**Extracted text**
Mayawati and Sharad Pawar both held promise of having national appeal, as the cause of Dalits and farmers was expected to have resonance nationwide. However, this didn’t eventually happen. Even AAP tried it before, and barring some success in Punjab, its attempt didn’t work the previous time.
However, despite tough odds, now more than ever is a stellar chance for AAP to go national. Such resounding victories against the formidable BJP twice, is no joke. The second big win also wipes clean AAP’s tags of being ‘anarchist’, ‘activist’ and unable to govern. You don’t win so big unless you can run the place, and it seems like AAP ran the city quite well, or at least made its citizens happy.
Why now? Vacuum in the opposition space, the economy being in doldrums, and the passing of the NDA government’s honeymoon phase (even though BJP still remains popular) are all reasons why it is a much better time for AAP to expand now than five years ago.
Some of the criticism AAP earned in the past was warranted. The party spent too much time criticising BJP, blaming the LG and hating on the PM. It complained about what it couldn’t do, played victim and focussed less on what it could do.
However, that AAP listened to feedback and underwent some sort of a reinvention made a difference. It wouldn’t have been easy to calm down, and resist the temptation of taking on the PM or any of the BJP ministers when they made controversial statements. It’s easier and more fun to tweet against BJP than to repair roads and fix schools. But they did, and won again.
They earned their chops or credibility as a functioning government. After all, Prime Minister Narendra Modi also ran Gujarat for over a decade before being considered a credible alternative. In India, unless you are born to blue blood, people make you pay your dues before they accept you as a contender for the high chair.
Has AAP fully earned its dues? Probably not. It may need another term to show it can focus on work at hand and is not overly ambitious. However, AAP’s spectacular margin of victory and the political vacuum created by a diminished Congress make now seem like a good time to grow.
The method with which AAP scales up is also extremely important. Odds are against it, so any misstep could halt its plans. Here are some factors to consider.
- Understand that national party doesn’t mean all-India party. Even the gargantuan BJP has little presence in three southern states. It only recently gained traction in Bengal and the Northeast. AAP National just means AAP in three or four states for now. It has to pick those states with care, and promise a simple yet radical agenda in a newsworthy way that the state is craving for. Tie-ups or downright poaching of Congress leaders, frustrated with the top leadership but still having organisational ability in their regions, will help.

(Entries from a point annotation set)
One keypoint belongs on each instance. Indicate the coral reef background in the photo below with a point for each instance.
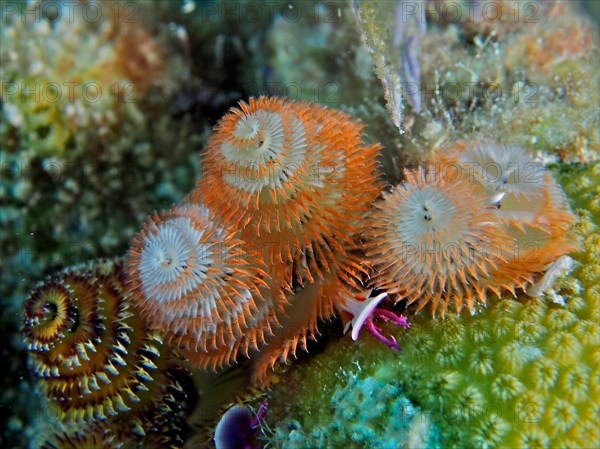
(103, 119)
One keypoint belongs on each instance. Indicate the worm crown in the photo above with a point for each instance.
(433, 239)
(93, 356)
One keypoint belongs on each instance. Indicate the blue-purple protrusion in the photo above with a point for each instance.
(237, 427)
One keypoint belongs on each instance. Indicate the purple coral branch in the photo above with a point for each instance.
(386, 316)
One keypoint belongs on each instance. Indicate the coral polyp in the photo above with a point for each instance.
(94, 358)
(435, 239)
(200, 285)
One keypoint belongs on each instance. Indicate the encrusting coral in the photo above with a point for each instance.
(293, 181)
(98, 362)
(520, 373)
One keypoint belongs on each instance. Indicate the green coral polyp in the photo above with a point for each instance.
(521, 373)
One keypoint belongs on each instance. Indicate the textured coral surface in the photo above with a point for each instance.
(521, 373)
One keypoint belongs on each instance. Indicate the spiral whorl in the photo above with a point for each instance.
(196, 282)
(93, 356)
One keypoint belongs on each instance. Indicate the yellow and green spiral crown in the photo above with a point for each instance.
(94, 357)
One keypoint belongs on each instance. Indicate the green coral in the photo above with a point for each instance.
(90, 141)
(355, 406)
(521, 373)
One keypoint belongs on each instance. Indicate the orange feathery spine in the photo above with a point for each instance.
(94, 357)
(296, 179)
(531, 206)
(199, 284)
(435, 239)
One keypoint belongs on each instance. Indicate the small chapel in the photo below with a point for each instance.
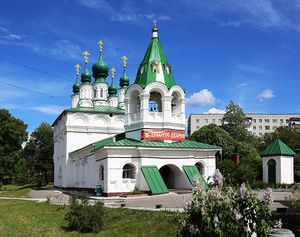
(130, 136)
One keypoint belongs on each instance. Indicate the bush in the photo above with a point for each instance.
(84, 217)
(227, 212)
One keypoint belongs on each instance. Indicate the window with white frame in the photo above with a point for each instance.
(128, 171)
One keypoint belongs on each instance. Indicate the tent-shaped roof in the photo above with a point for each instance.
(154, 55)
(277, 148)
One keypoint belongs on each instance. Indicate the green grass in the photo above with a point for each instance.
(26, 218)
(13, 190)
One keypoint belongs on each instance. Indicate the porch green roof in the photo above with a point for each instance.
(121, 141)
(277, 148)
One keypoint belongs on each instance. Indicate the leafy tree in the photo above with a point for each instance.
(12, 135)
(39, 152)
(297, 168)
(234, 121)
(21, 175)
(214, 135)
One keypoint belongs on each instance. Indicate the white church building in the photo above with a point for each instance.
(132, 137)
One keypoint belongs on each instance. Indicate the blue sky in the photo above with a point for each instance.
(221, 50)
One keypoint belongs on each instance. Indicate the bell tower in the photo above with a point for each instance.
(155, 104)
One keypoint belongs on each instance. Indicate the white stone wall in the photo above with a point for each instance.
(76, 130)
(284, 169)
(114, 159)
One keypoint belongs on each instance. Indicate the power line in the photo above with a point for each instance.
(32, 68)
(26, 89)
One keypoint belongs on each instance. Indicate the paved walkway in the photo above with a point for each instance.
(171, 201)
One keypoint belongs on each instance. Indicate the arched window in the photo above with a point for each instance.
(60, 173)
(101, 172)
(135, 102)
(200, 167)
(128, 171)
(271, 171)
(155, 103)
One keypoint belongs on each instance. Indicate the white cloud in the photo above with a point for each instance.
(261, 14)
(215, 111)
(124, 13)
(137, 17)
(7, 34)
(243, 84)
(203, 97)
(266, 94)
(49, 109)
(66, 49)
(97, 4)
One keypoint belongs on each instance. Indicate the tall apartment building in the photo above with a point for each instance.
(258, 124)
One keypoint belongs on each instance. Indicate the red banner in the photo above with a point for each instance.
(163, 134)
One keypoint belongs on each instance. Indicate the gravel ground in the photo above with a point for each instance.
(171, 201)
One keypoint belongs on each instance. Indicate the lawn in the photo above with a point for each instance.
(13, 190)
(27, 218)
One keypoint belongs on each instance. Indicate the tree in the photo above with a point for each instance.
(214, 135)
(12, 135)
(39, 152)
(234, 122)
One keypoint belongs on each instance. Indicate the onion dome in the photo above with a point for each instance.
(76, 84)
(86, 76)
(100, 68)
(124, 80)
(112, 90)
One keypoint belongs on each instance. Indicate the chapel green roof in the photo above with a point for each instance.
(154, 55)
(121, 141)
(277, 148)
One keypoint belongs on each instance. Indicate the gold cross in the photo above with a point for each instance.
(86, 55)
(100, 43)
(77, 67)
(113, 71)
(125, 59)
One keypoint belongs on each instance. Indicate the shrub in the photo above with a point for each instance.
(84, 217)
(225, 211)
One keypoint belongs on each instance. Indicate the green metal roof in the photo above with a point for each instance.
(154, 54)
(191, 171)
(125, 142)
(277, 148)
(154, 180)
(98, 109)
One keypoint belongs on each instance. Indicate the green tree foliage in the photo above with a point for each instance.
(21, 175)
(297, 168)
(214, 135)
(225, 211)
(12, 135)
(39, 152)
(234, 121)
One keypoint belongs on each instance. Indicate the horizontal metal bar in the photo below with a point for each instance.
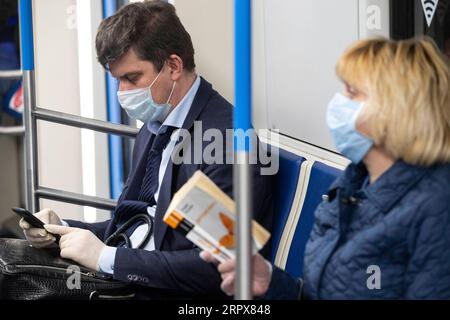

**Your instructions**
Write what comes next in the article on AAP's chances of becoming a national party, starting right after its last sentence.

**The answer**
- Share power. The single biggest reason parties can’t expand is the leader who is hesitant of creating other stars in his party, who could become potential threats to himself. AAP, however, cannot grow as fast if it doesn’t get other mini-stars on board and Kejriwal can share real power with them. There have been too many use-and-throw cases in AAP and with that reputation, starlwarts will be wary to join. ‘To share power yet keep it all under control’ is a skill AAP has to learn to reach places.
- Adopt the Delhi model of governance. Take a leaf out of PM Modi’s strategy, the Delhi model of governance has to be outlined and circulated around the country, if not in the right forums around the world. What did Delhi do right? How can we take it elsewhere? From what is seen so far Delhi has been about WHEE – water, health, electricity, education. Spread this simple WHEE model to as many places as you can.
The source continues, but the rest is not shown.